── RECORDS

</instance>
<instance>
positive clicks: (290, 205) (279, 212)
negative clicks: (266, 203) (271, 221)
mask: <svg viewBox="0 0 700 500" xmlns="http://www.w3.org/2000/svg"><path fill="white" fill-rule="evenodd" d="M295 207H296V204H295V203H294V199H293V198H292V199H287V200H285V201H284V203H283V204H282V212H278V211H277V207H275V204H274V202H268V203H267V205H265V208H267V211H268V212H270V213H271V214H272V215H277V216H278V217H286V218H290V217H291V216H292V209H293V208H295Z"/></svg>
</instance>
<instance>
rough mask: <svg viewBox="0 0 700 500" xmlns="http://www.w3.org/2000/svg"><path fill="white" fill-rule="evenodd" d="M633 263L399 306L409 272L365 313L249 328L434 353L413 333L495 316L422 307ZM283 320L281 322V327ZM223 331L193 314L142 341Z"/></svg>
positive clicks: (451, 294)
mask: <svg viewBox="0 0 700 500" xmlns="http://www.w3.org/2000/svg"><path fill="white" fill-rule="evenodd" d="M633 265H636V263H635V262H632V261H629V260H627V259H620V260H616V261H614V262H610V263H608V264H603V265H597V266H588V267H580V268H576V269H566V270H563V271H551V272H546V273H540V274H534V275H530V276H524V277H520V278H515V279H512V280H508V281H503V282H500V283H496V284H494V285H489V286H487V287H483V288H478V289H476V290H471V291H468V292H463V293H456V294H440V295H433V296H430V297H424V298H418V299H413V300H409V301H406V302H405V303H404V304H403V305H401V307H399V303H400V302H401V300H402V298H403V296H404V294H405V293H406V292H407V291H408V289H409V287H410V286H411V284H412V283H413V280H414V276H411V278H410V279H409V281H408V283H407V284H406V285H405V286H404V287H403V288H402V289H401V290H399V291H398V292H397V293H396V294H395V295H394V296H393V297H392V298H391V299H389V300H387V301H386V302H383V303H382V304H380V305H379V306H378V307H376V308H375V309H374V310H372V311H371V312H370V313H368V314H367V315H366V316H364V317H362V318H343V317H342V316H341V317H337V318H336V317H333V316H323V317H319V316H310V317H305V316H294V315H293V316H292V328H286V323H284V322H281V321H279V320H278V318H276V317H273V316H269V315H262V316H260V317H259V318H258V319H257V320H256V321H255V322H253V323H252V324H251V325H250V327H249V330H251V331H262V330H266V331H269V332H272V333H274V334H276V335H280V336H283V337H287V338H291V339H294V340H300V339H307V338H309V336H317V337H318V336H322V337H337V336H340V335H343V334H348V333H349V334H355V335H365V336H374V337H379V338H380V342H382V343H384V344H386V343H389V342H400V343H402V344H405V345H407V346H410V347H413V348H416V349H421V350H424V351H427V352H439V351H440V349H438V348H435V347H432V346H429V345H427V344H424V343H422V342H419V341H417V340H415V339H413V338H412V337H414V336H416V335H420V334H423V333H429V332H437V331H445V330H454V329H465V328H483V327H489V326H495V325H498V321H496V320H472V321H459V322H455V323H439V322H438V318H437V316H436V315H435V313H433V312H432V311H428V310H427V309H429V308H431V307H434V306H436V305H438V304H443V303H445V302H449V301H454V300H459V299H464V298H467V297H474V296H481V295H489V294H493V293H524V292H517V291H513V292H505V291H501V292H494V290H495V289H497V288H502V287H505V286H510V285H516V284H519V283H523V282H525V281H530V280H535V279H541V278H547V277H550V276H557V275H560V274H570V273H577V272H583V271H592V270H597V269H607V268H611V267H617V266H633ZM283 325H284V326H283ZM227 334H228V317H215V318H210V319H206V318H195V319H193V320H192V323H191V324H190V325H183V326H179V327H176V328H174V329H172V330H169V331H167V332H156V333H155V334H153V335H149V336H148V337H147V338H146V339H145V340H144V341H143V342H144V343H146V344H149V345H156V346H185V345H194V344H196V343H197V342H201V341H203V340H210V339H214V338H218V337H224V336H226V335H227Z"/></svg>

────

*THE TASK:* Write the entries out once more, exactly, without dropping a line.

*RESPONSE:*
</instance>
<instance>
positive clicks: (290, 205) (279, 212)
negative clicks: (266, 203) (271, 221)
mask: <svg viewBox="0 0 700 500" xmlns="http://www.w3.org/2000/svg"><path fill="white" fill-rule="evenodd" d="M295 207H296V204H295V203H294V199H293V198H292V199H287V200H285V201H284V203H283V204H282V212H278V211H277V207H275V204H274V202H268V203H267V205H265V208H267V211H268V212H270V213H271V214H272V215H277V216H278V217H286V218H290V217H291V216H292V209H293V208H295Z"/></svg>
</instance>
<instance>
rough mask: <svg viewBox="0 0 700 500" xmlns="http://www.w3.org/2000/svg"><path fill="white" fill-rule="evenodd" d="M633 263L399 306L409 272L365 313L249 328L434 353L413 333L495 316L422 307ZM283 320L281 322V327ZM223 331L193 314L142 341Z"/></svg>
positive clicks: (451, 294)
mask: <svg viewBox="0 0 700 500" xmlns="http://www.w3.org/2000/svg"><path fill="white" fill-rule="evenodd" d="M633 265H636V263H635V262H632V261H629V260H627V259H620V260H616V261H614V262H610V263H608V264H603V265H597V266H588V267H580V268H576V269H566V270H563V271H551V272H546V273H540V274H534V275H530V276H524V277H520V278H515V279H512V280H508V281H503V282H500V283H496V284H494V285H489V286H487V287H483V288H478V289H476V290H471V291H468V292H463V293H456V294H440V295H433V296H430V297H424V298H418V299H413V300H409V301H406V302H405V303H404V304H403V305H401V307H399V303H400V302H401V300H402V298H403V296H404V294H405V293H406V292H407V291H408V289H409V287H410V286H411V284H412V283H413V280H414V276H411V278H410V279H409V281H408V283H407V284H406V285H405V286H404V287H403V288H402V289H401V290H399V291H398V292H397V293H396V294H395V295H394V296H393V297H392V298H391V299H389V300H387V301H386V302H383V303H382V304H380V305H379V306H378V307H376V308H375V309H374V310H372V311H371V312H370V313H368V314H367V315H366V316H364V317H362V318H343V317H342V316H341V317H337V318H336V317H333V316H323V317H319V316H310V317H305V316H294V315H293V316H292V328H286V323H284V322H281V321H279V320H278V318H276V317H273V316H269V315H262V316H260V317H259V318H258V319H257V320H256V321H255V322H253V323H252V324H251V325H250V327H249V330H251V331H262V330H266V331H269V332H272V333H274V334H276V335H280V336H283V337H287V338H291V339H294V340H300V339H307V338H309V336H317V337H318V336H322V337H337V336H340V335H343V334H348V333H349V334H355V335H365V336H374V337H379V338H380V342H382V343H384V344H386V343H389V342H400V343H402V344H405V345H407V346H410V347H413V348H416V349H421V350H424V351H427V352H439V351H440V349H438V348H435V347H432V346H429V345H427V344H424V343H422V342H419V341H417V340H415V339H413V338H412V337H414V336H416V335H420V334H423V333H429V332H437V331H445V330H454V329H465V328H483V327H489V326H495V325H498V321H496V320H472V321H459V322H455V323H439V322H438V318H437V316H436V315H435V313H433V312H432V311H428V310H427V309H429V308H431V307H434V306H436V305H438V304H443V303H445V302H449V301H454V300H459V299H464V298H467V297H474V296H481V295H489V294H493V293H524V292H517V291H513V292H505V291H501V292H494V290H495V289H497V288H502V287H505V286H510V285H516V284H519V283H523V282H525V281H530V280H535V279H541V278H547V277H550V276H557V275H560V274H570V273H577V272H583V271H592V270H597V269H607V268H611V267H617V266H633ZM283 325H284V326H283ZM227 334H228V317H215V318H210V319H206V318H195V319H193V320H192V323H191V324H190V325H183V326H179V327H176V328H174V329H172V330H169V331H167V332H156V333H155V334H153V335H149V336H148V337H147V338H146V339H145V340H144V341H143V342H144V343H146V344H149V345H156V346H185V345H194V344H196V343H197V342H201V341H203V340H210V339H214V338H218V337H224V336H226V335H227Z"/></svg>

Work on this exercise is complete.